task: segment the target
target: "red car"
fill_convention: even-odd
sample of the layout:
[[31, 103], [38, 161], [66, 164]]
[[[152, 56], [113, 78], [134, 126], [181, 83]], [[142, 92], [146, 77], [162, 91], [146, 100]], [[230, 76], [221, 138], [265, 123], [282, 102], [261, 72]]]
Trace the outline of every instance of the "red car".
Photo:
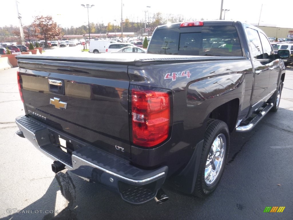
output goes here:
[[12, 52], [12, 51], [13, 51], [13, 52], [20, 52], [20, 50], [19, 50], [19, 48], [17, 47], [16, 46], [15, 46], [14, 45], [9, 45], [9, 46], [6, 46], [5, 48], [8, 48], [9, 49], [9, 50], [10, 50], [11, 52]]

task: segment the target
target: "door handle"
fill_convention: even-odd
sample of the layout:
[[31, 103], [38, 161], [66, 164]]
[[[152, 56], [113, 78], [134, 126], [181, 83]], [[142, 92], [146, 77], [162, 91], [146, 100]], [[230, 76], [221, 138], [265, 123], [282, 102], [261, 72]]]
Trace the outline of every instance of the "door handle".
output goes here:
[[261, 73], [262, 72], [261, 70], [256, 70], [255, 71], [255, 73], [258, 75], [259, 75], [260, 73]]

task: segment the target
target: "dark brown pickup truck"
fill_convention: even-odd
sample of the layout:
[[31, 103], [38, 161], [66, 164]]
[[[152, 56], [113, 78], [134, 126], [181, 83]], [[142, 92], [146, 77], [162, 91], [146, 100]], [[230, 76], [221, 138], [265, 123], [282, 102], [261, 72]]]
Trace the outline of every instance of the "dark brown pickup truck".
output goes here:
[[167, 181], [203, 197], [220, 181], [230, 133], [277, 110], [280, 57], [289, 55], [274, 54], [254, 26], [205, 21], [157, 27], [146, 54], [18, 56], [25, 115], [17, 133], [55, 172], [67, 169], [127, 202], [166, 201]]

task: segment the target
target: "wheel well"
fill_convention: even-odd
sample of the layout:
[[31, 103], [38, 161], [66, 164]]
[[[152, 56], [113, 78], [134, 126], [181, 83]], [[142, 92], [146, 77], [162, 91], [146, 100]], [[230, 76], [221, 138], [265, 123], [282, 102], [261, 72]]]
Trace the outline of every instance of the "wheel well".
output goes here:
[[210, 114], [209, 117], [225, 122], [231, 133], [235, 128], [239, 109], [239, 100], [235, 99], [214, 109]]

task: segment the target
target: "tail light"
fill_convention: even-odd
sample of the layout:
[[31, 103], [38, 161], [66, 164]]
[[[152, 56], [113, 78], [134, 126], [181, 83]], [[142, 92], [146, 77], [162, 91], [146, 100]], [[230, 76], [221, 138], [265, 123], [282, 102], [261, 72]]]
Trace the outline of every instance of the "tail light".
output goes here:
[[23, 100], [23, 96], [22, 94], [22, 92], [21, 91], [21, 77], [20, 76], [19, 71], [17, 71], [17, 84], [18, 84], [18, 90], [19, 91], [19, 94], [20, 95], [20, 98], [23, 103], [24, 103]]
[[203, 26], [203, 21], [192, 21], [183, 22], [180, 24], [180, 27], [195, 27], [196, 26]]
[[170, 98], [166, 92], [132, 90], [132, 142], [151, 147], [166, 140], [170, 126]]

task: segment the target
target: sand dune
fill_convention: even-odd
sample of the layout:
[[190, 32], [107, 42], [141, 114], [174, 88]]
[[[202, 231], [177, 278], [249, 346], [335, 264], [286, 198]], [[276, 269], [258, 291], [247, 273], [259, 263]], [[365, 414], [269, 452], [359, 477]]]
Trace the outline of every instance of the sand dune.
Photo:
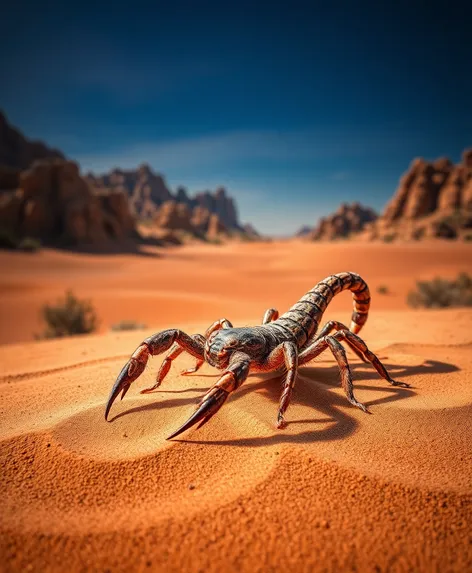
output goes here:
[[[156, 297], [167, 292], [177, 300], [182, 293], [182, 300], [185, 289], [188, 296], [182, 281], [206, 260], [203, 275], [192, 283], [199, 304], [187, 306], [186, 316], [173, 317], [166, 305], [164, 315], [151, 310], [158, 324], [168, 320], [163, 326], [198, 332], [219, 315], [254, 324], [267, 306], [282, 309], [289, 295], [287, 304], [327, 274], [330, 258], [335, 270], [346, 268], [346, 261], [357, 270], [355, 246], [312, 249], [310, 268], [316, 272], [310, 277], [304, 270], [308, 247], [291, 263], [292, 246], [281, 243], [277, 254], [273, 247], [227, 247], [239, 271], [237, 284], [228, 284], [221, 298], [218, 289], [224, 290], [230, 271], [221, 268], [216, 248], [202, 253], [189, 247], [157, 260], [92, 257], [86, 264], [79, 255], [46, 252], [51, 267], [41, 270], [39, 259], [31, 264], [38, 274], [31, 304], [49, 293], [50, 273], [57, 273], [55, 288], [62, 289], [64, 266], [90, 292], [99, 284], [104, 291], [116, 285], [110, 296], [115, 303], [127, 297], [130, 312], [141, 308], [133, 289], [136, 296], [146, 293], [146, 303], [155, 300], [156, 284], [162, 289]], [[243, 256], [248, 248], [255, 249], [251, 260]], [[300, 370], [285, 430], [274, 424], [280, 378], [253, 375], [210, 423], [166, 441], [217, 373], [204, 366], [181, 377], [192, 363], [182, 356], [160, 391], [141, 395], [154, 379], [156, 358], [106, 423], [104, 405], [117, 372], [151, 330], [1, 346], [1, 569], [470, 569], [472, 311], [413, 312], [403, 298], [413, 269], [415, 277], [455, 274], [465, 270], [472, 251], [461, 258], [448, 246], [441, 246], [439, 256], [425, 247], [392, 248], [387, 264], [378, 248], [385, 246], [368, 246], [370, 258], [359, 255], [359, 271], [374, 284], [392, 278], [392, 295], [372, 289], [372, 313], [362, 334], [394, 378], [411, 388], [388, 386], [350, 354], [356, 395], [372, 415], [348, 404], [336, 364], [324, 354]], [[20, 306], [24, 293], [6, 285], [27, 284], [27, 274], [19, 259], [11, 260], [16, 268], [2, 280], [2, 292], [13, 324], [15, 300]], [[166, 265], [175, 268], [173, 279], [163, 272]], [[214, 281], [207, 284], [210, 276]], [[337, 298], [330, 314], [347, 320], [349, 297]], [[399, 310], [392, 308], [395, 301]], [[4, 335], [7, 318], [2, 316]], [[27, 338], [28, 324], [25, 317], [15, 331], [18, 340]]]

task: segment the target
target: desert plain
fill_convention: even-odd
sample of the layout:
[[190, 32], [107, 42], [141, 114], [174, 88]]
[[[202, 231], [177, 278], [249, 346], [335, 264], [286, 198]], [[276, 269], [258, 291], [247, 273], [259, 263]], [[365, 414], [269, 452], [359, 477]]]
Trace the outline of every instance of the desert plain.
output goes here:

━━━━━━

• _Aim_
Write out the items word for word, from the very beginning through the line containing "50], [11, 52]]", including that line, and leave out the pictures.

• _Output below_
task: segment the target
target: "red car"
fill_convention: even-odd
sample of the layout:
[[31, 103], [38, 161], [66, 164]]
[[[152, 56], [113, 78], [134, 126], [181, 83]], [[142, 92], [146, 77], [162, 91], [146, 100]], [[230, 76], [221, 138], [265, 123], [282, 102], [261, 72]]]
Trace the outline of every instance of the "red car".
Photo:
output goes here:
[[12, 52], [12, 51], [13, 51], [13, 52], [20, 52], [20, 50], [19, 50], [19, 48], [17, 47], [16, 46], [15, 46], [14, 45], [9, 45], [9, 46], [6, 46], [5, 48], [8, 48], [9, 49], [9, 50], [10, 50], [11, 52]]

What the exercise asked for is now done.